*Problems and tasks:*
A - In the float center marketing text, how long should a big change to offerings be tracked before its effect is evaluated?
B - List every factor the float center marketing text names as bearing on the potential sustainability of running a float tank center.
C - Carry on the float center marketing text after its final sentence.

━━━ Exercise text ━━━

Is there room for more that 2 centers in a market? Of course there is! The size of your market, local economics, population density, and proximity to other centers are all factors in the potential sustainability of running a float tank center. As more and more centers enter a market, keeping an eye on your positioning among the other centers will not only help carve your share of the market, but it’ll also help create a clear message as to how you are different and why people may want to choose you.

Find what works, trust the process

The Law of Perspective says that the effects of marketing can take place over a long period of time. This is the chapter that also speaks heavily on the consequences of sales and discounts. Often, when we’re in a scramble to attract attention or increase gross revenue, we just drop prices to attract the typical bargain shopper. Bargain shoppers are historically not the most loyal of shoppers. A compounding problem when you run sales, especially if they follow a predictable pattern, is that your customers who are thinking about floating soon will just wait, because they know a special is coming up.

As float center owners, we throw a lot of stuff against the wall, see what sticks, and discard the rest. But what if nothing feels like it’s sticking? It’s probably because you’re not giving it enough time to cook. Consider this scenario: you lead with an offering (whether it be price related, an added value, or a differentiating factor) and, before people can get accustomed to it or even take notice, you throw something else on top of it or switch your offerings completely.

stick with your marketing resultsIn a lot of cases, new offerings will perform poorly at the beginning simply because people haven’t adjusted yet. I recommend, when you make a big change to your offerings, give it at least 3 months of tracking before you evaluate the effect. For us at Float On, it took at least that long for our customers to get used to our late night floats and extended schedule.

When offerings are so transient that the clients don’t know what to expect, trust is weakened. Trust and habits are built over time, and when someone can’t rely on things being consistent, they may find start frequenting a business that’s a little more stable.

Finally, don’t feel like it is you that has to change when another competitor comes to town. Unless the new center that comes to town brings an offering that pulls too many of your clients away. Dealing with situations like that warrant a whole discussion of its own. However, in most cases, this is the moment where you double down on what you have proven to work for you in the past. Reaffirm with everyone why they chose to float at your center. All of this is possible when you have the patience to find out, not only what works for you, but what works for your floaters.

━━━ Dataset content ━━━

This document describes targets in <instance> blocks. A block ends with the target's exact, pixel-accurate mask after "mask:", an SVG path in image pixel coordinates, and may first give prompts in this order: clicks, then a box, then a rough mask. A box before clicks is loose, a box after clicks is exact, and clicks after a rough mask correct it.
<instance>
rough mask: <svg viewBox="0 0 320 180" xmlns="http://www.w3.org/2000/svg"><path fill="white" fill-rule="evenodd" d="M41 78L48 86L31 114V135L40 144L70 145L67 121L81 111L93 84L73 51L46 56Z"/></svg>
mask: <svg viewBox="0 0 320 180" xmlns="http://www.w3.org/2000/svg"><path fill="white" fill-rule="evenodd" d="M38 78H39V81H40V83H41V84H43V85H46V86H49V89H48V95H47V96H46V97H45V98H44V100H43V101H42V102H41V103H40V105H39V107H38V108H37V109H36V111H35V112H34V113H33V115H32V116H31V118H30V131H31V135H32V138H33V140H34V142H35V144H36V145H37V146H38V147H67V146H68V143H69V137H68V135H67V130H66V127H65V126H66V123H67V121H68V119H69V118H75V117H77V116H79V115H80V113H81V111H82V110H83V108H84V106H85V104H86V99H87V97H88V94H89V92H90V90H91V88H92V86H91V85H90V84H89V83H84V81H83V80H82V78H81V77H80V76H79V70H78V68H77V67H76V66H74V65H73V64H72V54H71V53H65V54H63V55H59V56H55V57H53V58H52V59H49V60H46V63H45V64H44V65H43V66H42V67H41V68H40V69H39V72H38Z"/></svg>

━━━

*Answer section:*
A - At least 3 months.

B - The size of your market, local economics, population density, and proximity to other centers.

C -
Put your best float forward

Whatever position you take on in your market, lead with it in your outbound messaging. People who align with your values and messaging will naturally gravitate towards your center, and as to paraphrase old advice, if you try to appeal to everyone you’ll end up appealing to no one in particular.

Be comfortable with the fact that you “can’t win them all.” In the often overused but timeless example of industry leaders, Pepsi and Coke, they are both able to position themselves as the top two brands in the soft drink industry. They operate in the world with the reality that neither will dominate and totally crush the other. They may even trade places in popularity from time to time, but they know as long as they’re in the top of the conversations happening, enough people will be around to support them. This example also proves that there is room for others.

Final Thoughts

Try to lead with something that can’t easily taken from you or replicated by someone else. If you’re promoting a benefit that your competitors can also perform without much additional effort, it’s not truly a competitive advantage. More likely it will yield a temporary bump at best, and businesses can’t survive long term on temporary strategies.

Moral of this story: if your product is a commodity, the only thing customers care about is price. Since floating with you isn’t a commodity, you shouldn’t try to make price their reason for choosing your center.